◆ Your instructions ◆
With the line containing "Where can you spot the small white" as the start and the line containing "Where can you spot the river?" as the end, transcribe that span of the entries below exactly, including both.

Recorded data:
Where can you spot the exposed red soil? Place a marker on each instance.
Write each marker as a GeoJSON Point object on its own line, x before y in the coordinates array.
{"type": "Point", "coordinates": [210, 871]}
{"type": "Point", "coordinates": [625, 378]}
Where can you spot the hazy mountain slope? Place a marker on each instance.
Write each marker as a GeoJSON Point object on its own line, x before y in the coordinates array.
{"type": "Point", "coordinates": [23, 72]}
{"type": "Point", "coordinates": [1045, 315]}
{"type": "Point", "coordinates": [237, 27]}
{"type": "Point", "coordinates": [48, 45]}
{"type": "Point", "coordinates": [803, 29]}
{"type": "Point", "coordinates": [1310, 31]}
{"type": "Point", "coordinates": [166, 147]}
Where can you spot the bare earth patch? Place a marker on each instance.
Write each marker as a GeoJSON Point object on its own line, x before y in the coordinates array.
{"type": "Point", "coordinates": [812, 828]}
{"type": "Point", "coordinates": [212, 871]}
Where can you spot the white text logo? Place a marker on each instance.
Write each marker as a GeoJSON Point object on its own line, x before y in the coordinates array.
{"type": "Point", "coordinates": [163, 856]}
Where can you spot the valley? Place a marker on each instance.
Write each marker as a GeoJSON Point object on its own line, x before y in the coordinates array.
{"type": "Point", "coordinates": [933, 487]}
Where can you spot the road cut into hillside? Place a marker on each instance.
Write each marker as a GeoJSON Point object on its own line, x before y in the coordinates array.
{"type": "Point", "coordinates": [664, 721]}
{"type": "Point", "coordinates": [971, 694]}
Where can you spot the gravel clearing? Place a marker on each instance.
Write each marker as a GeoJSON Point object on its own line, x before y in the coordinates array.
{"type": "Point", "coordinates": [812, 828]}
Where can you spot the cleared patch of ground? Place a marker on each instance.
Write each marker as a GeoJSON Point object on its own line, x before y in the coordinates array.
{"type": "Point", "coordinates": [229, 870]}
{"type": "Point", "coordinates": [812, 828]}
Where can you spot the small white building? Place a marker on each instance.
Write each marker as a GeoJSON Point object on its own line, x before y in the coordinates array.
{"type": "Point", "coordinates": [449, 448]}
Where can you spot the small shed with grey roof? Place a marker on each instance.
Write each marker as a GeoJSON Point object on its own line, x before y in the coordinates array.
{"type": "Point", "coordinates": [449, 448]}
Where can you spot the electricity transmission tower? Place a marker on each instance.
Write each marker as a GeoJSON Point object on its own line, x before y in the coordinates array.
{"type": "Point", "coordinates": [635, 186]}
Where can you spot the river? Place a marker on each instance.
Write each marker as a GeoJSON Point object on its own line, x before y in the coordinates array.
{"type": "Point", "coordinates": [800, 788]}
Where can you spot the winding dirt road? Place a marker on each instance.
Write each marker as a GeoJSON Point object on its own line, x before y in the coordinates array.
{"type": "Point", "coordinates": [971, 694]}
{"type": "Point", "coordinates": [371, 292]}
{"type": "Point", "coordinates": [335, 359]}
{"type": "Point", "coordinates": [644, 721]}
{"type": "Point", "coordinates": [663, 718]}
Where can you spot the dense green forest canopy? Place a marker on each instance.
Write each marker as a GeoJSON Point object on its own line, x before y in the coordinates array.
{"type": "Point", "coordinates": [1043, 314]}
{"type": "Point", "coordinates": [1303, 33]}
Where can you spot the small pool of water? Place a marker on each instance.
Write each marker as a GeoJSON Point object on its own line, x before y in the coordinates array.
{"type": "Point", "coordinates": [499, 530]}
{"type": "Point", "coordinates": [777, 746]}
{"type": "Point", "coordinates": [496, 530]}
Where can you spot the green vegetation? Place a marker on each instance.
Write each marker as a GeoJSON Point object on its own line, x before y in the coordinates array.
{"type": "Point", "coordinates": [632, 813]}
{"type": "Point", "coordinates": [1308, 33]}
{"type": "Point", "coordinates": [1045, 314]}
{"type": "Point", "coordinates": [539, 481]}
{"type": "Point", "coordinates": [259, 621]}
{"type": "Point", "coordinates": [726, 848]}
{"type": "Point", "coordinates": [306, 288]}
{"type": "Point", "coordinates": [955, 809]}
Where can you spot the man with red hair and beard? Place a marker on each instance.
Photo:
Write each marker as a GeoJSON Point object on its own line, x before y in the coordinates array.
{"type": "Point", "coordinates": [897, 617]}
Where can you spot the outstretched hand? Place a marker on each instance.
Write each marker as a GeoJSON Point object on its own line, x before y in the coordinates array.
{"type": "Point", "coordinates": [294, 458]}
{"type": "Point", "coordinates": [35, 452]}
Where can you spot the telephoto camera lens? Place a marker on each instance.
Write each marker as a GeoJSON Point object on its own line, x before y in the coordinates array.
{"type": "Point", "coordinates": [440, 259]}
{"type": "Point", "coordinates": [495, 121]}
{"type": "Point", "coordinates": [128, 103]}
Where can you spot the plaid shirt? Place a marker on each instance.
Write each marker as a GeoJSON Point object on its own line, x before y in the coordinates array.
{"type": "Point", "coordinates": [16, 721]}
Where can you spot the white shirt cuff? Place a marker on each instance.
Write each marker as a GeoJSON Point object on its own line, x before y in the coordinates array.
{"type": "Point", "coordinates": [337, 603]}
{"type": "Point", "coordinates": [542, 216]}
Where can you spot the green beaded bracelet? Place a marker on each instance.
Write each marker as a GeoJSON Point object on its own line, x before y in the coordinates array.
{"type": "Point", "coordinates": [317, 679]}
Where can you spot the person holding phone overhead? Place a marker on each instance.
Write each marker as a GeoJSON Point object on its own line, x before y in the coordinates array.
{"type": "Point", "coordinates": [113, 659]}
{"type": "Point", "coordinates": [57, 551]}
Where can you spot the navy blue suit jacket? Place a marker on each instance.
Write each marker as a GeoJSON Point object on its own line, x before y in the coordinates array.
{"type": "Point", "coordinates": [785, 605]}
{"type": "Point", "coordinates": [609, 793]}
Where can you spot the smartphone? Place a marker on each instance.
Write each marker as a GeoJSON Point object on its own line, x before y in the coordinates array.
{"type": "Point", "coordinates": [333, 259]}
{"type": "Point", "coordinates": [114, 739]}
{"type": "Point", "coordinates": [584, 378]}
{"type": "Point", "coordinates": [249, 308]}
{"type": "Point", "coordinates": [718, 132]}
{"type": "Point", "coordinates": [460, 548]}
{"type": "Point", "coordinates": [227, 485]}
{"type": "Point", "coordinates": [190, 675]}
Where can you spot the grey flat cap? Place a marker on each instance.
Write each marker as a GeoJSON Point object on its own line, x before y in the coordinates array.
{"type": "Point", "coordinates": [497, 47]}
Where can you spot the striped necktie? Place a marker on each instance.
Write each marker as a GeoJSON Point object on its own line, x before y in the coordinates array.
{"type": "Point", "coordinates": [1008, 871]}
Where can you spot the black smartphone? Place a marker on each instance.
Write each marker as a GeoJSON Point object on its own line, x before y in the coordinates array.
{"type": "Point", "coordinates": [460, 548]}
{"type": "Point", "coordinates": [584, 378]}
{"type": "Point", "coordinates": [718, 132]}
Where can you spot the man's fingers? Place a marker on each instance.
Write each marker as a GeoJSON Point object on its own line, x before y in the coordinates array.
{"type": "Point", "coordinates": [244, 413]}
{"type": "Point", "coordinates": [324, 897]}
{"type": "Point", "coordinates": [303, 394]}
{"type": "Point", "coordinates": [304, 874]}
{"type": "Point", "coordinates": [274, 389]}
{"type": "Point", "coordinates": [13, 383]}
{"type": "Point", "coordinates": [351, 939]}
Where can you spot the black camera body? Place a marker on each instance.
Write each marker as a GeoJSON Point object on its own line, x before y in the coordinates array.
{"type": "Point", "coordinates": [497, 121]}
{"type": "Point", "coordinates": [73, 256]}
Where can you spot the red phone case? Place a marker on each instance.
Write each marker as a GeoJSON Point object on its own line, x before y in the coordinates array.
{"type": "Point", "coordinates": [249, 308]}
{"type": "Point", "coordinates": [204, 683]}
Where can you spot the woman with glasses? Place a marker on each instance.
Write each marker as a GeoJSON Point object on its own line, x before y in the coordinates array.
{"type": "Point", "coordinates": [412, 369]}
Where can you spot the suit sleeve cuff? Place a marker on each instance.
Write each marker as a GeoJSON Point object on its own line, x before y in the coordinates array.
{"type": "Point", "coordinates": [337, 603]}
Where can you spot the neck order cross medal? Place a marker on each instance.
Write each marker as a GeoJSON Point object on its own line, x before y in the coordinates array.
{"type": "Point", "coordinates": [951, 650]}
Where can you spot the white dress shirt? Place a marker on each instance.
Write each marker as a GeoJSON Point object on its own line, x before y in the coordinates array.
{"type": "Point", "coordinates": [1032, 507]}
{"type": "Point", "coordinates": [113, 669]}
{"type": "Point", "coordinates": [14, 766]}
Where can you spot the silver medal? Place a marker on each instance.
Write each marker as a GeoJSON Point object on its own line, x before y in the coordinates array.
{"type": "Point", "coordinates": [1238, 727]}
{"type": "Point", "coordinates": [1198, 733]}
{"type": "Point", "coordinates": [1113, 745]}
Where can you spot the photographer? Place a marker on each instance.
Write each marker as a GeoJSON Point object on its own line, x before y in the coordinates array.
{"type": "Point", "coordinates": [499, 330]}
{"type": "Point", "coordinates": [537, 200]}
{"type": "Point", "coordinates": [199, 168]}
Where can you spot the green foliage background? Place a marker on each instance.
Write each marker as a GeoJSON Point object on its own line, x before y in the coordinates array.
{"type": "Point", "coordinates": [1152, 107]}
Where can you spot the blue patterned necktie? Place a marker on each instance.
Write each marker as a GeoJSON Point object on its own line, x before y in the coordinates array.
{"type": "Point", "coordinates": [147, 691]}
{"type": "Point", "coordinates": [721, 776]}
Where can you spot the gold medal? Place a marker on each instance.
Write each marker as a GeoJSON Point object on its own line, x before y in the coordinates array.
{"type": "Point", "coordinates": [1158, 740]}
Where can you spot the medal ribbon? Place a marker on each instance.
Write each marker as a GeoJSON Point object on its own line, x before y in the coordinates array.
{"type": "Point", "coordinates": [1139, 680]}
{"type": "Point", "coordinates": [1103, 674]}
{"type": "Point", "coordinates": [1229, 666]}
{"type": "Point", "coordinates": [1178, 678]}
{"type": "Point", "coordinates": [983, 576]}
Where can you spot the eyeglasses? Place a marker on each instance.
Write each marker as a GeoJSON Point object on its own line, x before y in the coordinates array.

◆ Task solution ◆
Where can you spot the small white building? Place a marker on each instance.
Write each marker as a GeoJSON Point object on its own line, x before y in the coordinates array.
{"type": "Point", "coordinates": [449, 448]}
Where can you spot the small shed with grey roof? Place a marker on each instance.
Write each marker as a GeoJSON Point object on its own line, x before y in the coordinates array.
{"type": "Point", "coordinates": [449, 448]}
Where can you spot the electricity transmission tower? Place a marker on each instance.
Write each marker as a GeoJSON Point object on its own line, x before y in the coordinates array.
{"type": "Point", "coordinates": [635, 186]}
Where can you spot the river? Place a marker on each instance.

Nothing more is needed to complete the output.